[WORK TASK]: Set down, exactly and in full, the line holding "In this exercise you will indicate the dark" and all the lines after it until the listing ends, and nothing else.
****
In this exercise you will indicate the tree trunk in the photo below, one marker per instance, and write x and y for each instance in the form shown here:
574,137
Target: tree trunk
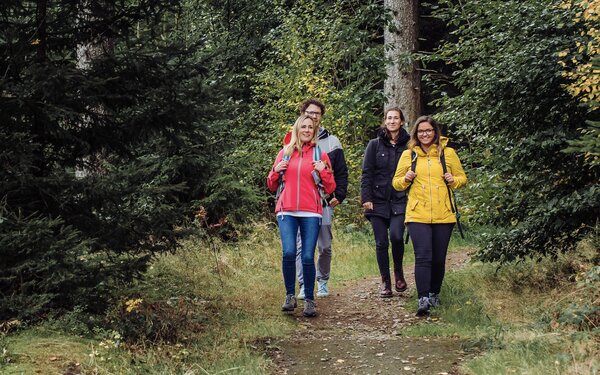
403,83
94,47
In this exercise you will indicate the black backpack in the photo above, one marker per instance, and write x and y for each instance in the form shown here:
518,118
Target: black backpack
451,195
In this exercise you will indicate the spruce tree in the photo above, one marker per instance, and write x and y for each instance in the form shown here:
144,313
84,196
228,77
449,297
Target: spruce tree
99,161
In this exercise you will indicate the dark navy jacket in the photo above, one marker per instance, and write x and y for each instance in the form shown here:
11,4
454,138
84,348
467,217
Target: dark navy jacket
379,165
****
[ANSWER SPACE]:
In this exercise you will indicate the dark navy jacket in the photo above, one marker per instance, and write x and y for each instance in the form shown here:
11,4
454,138
84,348
467,217
Target: dark navy jacket
379,165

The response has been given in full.